======== Source records ========

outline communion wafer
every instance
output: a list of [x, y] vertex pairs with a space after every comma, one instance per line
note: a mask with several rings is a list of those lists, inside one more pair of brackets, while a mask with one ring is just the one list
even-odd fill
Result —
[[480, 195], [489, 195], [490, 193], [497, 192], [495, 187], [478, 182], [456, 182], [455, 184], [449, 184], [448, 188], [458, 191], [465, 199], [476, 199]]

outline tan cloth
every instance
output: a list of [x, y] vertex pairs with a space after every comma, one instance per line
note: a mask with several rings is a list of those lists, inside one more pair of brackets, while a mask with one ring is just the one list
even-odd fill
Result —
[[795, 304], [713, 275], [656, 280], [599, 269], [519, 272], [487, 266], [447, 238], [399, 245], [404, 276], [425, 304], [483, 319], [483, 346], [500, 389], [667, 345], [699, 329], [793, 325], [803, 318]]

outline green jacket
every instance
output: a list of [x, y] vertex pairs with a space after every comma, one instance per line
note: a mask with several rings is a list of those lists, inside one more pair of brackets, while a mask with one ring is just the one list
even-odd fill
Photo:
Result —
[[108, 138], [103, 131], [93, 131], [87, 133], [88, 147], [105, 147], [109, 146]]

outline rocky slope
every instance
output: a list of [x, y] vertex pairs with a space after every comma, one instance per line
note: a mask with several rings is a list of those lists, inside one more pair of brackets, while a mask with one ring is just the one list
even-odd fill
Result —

========

(Problem to solve): Reproduce all the entries above word for word, keeping every line in its original order.

(Reply to the task):
outline communion wafer
every instance
output: a list of [x, y] vertex pairs with a space after every comma, one instance per line
note: a mask with several rings is a list of those lists, inside one more pair of brackets, while a mask with one ring is just the one list
even-odd fill
Result —
[[480, 195], [489, 195], [490, 193], [497, 192], [495, 187], [478, 182], [456, 182], [455, 184], [449, 184], [448, 188], [458, 191], [465, 199], [476, 199]]

outline tan cloth
every instance
output: a list of [x, y] vertex pairs with a space after every comma, one instance per line
note: a mask with several rings is a list of those lists, inside one more pair of brackets, while a mask with one ring is just the one list
even-odd fill
Result —
[[795, 304], [713, 275], [656, 280], [599, 269], [519, 272], [487, 266], [447, 238], [399, 245], [404, 276], [425, 304], [483, 319], [483, 346], [500, 389], [667, 345], [699, 329], [793, 325], [803, 318]]

outline green jacket
every instance
output: a list of [x, y] vertex pairs with a space after every comma, one instance per line
note: a mask with several rings is a list of those lists, inside one more pair of brackets, while a mask with one ring is just the one list
even-odd fill
Photo:
Result —
[[108, 138], [103, 131], [93, 131], [87, 133], [88, 147], [105, 147], [109, 146]]

outline rocky slope
every instance
output: a list of [x, y] vertex pairs with a space after every comma, one instance per line
note: a mask with several rings is a list of those lists, inside one more pair of brackets, while a mask with one ring is just the one list
even-odd fill
Result —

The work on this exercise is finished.